• _RECORDS PROVIDED_:

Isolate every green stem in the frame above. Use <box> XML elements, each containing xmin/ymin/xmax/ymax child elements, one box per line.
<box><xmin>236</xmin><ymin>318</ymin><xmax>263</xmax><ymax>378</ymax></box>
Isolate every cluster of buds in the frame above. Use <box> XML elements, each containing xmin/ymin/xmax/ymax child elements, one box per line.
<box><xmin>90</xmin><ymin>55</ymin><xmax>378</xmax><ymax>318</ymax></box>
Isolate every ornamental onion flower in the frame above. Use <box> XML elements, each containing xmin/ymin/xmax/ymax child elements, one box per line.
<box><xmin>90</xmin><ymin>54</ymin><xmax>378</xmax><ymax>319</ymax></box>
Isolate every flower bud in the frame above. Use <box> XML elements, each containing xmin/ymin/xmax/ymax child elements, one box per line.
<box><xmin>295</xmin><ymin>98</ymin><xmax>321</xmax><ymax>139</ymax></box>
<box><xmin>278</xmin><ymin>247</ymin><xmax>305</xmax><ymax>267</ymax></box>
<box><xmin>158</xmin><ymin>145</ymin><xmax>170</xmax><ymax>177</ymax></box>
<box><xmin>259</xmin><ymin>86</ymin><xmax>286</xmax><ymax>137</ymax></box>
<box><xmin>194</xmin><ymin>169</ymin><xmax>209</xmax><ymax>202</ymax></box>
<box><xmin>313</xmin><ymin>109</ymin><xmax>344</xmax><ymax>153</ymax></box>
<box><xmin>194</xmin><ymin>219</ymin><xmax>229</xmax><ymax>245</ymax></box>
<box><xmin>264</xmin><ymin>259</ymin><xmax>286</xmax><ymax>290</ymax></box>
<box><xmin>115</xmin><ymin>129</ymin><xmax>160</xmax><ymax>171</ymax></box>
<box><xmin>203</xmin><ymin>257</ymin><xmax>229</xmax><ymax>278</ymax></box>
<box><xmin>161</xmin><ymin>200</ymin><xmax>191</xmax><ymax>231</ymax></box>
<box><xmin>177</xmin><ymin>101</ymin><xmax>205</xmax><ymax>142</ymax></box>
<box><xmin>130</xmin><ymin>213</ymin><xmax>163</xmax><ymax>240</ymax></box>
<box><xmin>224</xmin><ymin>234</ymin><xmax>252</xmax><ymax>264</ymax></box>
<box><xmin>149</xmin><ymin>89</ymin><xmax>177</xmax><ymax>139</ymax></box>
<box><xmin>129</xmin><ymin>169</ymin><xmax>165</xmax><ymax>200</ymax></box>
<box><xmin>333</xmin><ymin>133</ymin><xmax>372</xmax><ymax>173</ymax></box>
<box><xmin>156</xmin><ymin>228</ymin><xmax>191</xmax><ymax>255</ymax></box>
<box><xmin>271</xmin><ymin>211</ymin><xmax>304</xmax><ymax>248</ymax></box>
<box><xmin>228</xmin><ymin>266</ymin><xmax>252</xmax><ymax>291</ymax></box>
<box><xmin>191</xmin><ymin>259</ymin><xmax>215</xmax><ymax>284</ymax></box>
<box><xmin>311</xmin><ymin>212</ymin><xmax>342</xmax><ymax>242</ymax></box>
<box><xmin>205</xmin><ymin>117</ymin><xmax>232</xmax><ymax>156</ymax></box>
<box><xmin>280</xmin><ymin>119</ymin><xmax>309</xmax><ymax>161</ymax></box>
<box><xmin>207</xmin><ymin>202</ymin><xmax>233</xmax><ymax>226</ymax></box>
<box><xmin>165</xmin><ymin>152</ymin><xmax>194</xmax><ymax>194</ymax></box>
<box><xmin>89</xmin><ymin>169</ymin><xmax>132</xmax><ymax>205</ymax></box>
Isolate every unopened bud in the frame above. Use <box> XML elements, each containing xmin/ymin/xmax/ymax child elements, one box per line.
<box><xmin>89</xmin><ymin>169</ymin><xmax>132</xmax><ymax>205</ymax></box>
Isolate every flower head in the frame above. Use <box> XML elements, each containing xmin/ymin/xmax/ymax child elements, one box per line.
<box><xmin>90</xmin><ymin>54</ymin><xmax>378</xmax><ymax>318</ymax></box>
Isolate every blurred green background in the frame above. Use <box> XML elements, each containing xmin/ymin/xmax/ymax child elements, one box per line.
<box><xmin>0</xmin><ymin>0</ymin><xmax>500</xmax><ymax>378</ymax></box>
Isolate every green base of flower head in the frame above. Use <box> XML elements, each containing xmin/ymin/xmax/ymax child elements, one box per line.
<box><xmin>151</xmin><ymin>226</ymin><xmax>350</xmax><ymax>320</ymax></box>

• _REQUIREMENTS_:
Arrange each line of the data above as an item in a numbered list, leaving out any blank lines.

• _OUTPUT FOR THIS EXERCISE_:
1. Isolate every green stem in the frame above. Use <box> XML elements, each containing xmin/ymin/xmax/ymax child elements, one box per line.
2. <box><xmin>236</xmin><ymin>318</ymin><xmax>263</xmax><ymax>378</ymax></box>
3. Isolate every cluster of buds in the frame above. Use <box> XML elements, each containing xmin/ymin/xmax/ymax child elements, one box per line.
4. <box><xmin>90</xmin><ymin>55</ymin><xmax>378</xmax><ymax>318</ymax></box>
5. Isolate every ornamental onion flower in the frame above. Use <box> XML elements, each containing xmin/ymin/xmax/ymax child elements, one box per line.
6. <box><xmin>90</xmin><ymin>54</ymin><xmax>378</xmax><ymax>319</ymax></box>
7. Isolate every flower bud in the frame above. Use <box> XML elements, each containing xmin/ymin/xmax/ymax child elements, one box per line.
8. <box><xmin>295</xmin><ymin>98</ymin><xmax>321</xmax><ymax>139</ymax></box>
9. <box><xmin>278</xmin><ymin>247</ymin><xmax>305</xmax><ymax>267</ymax></box>
10. <box><xmin>158</xmin><ymin>145</ymin><xmax>170</xmax><ymax>177</ymax></box>
11. <box><xmin>259</xmin><ymin>86</ymin><xmax>286</xmax><ymax>137</ymax></box>
12. <box><xmin>194</xmin><ymin>169</ymin><xmax>209</xmax><ymax>202</ymax></box>
13. <box><xmin>313</xmin><ymin>109</ymin><xmax>344</xmax><ymax>153</ymax></box>
14. <box><xmin>194</xmin><ymin>219</ymin><xmax>229</xmax><ymax>245</ymax></box>
15. <box><xmin>264</xmin><ymin>259</ymin><xmax>286</xmax><ymax>290</ymax></box>
16. <box><xmin>115</xmin><ymin>129</ymin><xmax>160</xmax><ymax>171</ymax></box>
17. <box><xmin>203</xmin><ymin>257</ymin><xmax>229</xmax><ymax>278</ymax></box>
18. <box><xmin>161</xmin><ymin>200</ymin><xmax>191</xmax><ymax>231</ymax></box>
19. <box><xmin>177</xmin><ymin>101</ymin><xmax>205</xmax><ymax>142</ymax></box>
20. <box><xmin>130</xmin><ymin>213</ymin><xmax>163</xmax><ymax>240</ymax></box>
21. <box><xmin>224</xmin><ymin>234</ymin><xmax>252</xmax><ymax>264</ymax></box>
22. <box><xmin>149</xmin><ymin>89</ymin><xmax>177</xmax><ymax>139</ymax></box>
23. <box><xmin>129</xmin><ymin>169</ymin><xmax>165</xmax><ymax>200</ymax></box>
24. <box><xmin>333</xmin><ymin>133</ymin><xmax>372</xmax><ymax>173</ymax></box>
25. <box><xmin>156</xmin><ymin>228</ymin><xmax>191</xmax><ymax>255</ymax></box>
26. <box><xmin>271</xmin><ymin>211</ymin><xmax>304</xmax><ymax>248</ymax></box>
27. <box><xmin>228</xmin><ymin>266</ymin><xmax>252</xmax><ymax>291</ymax></box>
28. <box><xmin>191</xmin><ymin>259</ymin><xmax>215</xmax><ymax>284</ymax></box>
29. <box><xmin>311</xmin><ymin>212</ymin><xmax>342</xmax><ymax>242</ymax></box>
30. <box><xmin>205</xmin><ymin>117</ymin><xmax>232</xmax><ymax>156</ymax></box>
31. <box><xmin>280</xmin><ymin>119</ymin><xmax>309</xmax><ymax>161</ymax></box>
32. <box><xmin>207</xmin><ymin>202</ymin><xmax>233</xmax><ymax>226</ymax></box>
33. <box><xmin>165</xmin><ymin>152</ymin><xmax>194</xmax><ymax>194</ymax></box>
34. <box><xmin>89</xmin><ymin>169</ymin><xmax>132</xmax><ymax>205</ymax></box>
35. Isolate every unopened bud in the frame above. Use <box> XML elements, each containing xmin/ymin/xmax/ymax child elements, one box per line.
36. <box><xmin>89</xmin><ymin>169</ymin><xmax>132</xmax><ymax>205</ymax></box>
37. Isolate every flower head in the frame above. Use <box> XML elements, each containing xmin/ymin/xmax/ymax child elements, one box per line.
38. <box><xmin>90</xmin><ymin>54</ymin><xmax>378</xmax><ymax>318</ymax></box>
39. Isolate every blurred green background in the frame above. Use <box> XML elements, each containing xmin/ymin/xmax/ymax child elements, one box per line.
40. <box><xmin>0</xmin><ymin>0</ymin><xmax>500</xmax><ymax>378</ymax></box>
41. Isolate every green base of flower head in the frame above. Use <box> XML elements, each containing xmin/ymin/xmax/ymax child elements, one box per line.
42. <box><xmin>151</xmin><ymin>226</ymin><xmax>350</xmax><ymax>320</ymax></box>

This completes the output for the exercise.